* _Instruction_
Take the lines between the one holding "draw the outline of window;" and the one holding "[[[67,331],[85,331],[86,310],[83,303],[76,303],[67,321]]]", inclusive, and swap "instance" for "item" throughout them. Return only those lines, with nothing else changed.

* _Given records_
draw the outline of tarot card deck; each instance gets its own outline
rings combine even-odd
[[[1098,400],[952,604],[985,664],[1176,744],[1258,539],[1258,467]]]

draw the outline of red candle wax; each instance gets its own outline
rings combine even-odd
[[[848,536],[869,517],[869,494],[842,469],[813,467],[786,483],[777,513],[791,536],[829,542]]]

--

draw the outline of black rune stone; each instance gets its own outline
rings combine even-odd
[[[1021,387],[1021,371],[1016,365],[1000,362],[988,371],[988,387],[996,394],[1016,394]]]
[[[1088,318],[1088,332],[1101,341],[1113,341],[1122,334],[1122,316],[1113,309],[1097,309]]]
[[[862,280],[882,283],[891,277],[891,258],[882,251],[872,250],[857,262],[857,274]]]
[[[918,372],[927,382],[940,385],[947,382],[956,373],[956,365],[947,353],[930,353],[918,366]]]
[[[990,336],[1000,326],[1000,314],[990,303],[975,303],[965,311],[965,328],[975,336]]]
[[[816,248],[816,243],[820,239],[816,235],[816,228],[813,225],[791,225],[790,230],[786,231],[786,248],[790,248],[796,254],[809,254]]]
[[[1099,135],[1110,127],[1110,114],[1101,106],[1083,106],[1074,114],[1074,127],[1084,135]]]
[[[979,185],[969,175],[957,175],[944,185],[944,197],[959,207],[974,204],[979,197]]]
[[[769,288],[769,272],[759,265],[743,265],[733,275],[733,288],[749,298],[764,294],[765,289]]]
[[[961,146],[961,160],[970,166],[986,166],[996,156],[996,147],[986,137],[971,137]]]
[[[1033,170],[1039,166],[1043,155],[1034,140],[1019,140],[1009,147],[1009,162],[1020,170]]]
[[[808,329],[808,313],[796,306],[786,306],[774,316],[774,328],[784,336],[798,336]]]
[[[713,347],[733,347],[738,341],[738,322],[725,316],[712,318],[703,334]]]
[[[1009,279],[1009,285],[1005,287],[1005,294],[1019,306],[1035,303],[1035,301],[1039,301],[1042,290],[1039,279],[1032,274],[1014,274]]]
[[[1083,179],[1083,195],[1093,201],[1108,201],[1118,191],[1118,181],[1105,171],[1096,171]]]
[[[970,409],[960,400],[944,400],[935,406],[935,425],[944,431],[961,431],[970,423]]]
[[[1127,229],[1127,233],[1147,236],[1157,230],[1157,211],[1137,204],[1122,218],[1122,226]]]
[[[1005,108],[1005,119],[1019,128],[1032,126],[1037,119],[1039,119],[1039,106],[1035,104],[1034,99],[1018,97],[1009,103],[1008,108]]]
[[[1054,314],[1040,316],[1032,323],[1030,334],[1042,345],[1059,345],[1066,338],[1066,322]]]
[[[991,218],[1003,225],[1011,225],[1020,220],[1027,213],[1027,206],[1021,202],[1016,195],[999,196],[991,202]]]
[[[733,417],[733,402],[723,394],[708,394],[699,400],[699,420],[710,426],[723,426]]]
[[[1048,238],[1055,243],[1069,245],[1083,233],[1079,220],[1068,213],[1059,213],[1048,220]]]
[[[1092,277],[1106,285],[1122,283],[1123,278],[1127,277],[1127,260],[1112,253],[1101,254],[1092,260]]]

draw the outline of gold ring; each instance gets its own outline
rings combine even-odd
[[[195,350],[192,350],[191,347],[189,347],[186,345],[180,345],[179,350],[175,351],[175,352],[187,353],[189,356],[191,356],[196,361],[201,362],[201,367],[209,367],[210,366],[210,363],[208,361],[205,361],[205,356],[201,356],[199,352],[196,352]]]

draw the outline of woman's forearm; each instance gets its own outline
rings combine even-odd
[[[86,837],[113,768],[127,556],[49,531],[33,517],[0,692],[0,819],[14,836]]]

* * *

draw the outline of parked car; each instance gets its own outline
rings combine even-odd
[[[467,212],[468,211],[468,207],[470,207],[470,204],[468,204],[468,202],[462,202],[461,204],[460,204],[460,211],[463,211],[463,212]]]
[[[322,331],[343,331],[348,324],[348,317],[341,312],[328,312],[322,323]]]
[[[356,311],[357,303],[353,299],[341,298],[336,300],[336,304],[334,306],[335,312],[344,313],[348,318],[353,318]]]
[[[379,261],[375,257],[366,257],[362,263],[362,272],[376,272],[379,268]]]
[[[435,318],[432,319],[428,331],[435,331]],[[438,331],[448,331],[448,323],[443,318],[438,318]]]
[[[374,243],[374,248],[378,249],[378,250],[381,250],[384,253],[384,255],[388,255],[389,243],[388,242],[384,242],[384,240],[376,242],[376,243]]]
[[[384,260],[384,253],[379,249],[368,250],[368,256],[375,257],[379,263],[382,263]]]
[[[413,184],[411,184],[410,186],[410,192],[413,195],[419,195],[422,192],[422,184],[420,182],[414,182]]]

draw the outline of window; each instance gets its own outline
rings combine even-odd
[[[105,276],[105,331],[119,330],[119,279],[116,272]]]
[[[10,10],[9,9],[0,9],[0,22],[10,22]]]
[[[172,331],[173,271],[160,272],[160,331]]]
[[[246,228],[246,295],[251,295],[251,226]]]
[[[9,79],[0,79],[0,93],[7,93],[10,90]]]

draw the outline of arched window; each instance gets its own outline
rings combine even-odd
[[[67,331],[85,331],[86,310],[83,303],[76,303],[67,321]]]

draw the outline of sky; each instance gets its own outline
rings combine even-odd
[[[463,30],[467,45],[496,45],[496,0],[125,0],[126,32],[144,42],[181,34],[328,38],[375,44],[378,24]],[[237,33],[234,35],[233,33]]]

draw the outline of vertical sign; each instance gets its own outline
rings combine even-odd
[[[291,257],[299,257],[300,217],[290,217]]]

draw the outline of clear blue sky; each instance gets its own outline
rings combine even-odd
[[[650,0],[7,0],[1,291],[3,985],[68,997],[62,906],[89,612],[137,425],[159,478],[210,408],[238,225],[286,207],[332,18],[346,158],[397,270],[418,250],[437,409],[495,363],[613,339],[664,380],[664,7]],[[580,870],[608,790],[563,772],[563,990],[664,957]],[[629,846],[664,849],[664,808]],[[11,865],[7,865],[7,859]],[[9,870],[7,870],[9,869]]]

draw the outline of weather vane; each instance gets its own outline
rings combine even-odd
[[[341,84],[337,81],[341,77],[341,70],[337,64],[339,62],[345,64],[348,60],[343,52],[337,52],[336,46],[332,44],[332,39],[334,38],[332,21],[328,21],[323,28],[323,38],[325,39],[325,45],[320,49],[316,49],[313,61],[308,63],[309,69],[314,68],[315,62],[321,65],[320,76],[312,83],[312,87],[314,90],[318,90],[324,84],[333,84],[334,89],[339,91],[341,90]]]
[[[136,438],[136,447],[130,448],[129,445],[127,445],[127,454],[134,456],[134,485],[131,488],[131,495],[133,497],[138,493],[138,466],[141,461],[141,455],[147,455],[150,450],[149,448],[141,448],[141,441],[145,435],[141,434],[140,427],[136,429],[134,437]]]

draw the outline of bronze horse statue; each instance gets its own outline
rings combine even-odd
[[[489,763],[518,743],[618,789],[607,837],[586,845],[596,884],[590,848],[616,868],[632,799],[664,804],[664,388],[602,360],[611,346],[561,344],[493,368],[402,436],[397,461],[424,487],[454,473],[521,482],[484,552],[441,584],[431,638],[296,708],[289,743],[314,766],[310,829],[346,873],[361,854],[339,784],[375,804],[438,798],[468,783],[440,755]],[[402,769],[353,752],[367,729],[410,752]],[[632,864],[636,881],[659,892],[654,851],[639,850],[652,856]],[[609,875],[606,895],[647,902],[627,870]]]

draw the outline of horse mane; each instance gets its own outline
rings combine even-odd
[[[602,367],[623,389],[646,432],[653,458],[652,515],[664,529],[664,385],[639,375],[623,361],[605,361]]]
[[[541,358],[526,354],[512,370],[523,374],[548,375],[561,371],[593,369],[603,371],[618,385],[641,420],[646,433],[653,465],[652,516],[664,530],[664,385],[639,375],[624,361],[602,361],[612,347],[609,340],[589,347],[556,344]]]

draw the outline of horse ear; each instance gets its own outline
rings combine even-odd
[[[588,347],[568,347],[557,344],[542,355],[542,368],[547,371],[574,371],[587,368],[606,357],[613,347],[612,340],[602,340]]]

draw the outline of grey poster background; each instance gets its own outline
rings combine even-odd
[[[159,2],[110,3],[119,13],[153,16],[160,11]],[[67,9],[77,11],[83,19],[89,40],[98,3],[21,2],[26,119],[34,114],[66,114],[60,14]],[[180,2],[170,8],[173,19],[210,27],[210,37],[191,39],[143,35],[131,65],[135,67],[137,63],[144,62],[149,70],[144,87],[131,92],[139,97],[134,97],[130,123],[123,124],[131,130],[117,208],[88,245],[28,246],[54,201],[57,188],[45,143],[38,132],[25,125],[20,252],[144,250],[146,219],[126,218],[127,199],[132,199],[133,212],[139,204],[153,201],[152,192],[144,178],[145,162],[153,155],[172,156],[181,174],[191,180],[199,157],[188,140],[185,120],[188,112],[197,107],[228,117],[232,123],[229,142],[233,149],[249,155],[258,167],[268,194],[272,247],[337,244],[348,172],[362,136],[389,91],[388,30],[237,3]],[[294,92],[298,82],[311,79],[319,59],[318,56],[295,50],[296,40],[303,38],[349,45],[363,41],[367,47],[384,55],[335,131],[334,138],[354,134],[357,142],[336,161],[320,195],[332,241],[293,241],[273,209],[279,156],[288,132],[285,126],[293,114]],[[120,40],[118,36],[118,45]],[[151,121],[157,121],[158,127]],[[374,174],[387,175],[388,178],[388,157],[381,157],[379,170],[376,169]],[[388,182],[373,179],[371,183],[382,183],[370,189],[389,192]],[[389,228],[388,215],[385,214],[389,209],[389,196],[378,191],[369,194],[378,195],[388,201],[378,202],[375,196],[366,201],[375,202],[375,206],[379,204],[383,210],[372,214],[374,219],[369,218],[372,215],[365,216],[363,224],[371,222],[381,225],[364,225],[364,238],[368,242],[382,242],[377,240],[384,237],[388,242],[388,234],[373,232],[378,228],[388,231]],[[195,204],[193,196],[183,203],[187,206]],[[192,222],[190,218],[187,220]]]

* _Task answer_
draw the outline of window; each item gets its own outline
rings combine even-odd
[[[105,276],[105,331],[119,330],[119,279],[116,272]]]
[[[10,10],[9,9],[0,9],[0,22],[10,22]]]
[[[172,331],[173,271],[160,272],[160,331]]]
[[[246,228],[246,295],[251,295],[251,226]]]
[[[9,79],[0,79],[0,93],[7,93],[10,90]]]

draw the outline of arched window; each item gets its own outline
rings combine even-odd
[[[67,331],[85,331],[86,310],[83,303],[76,303],[67,321]]]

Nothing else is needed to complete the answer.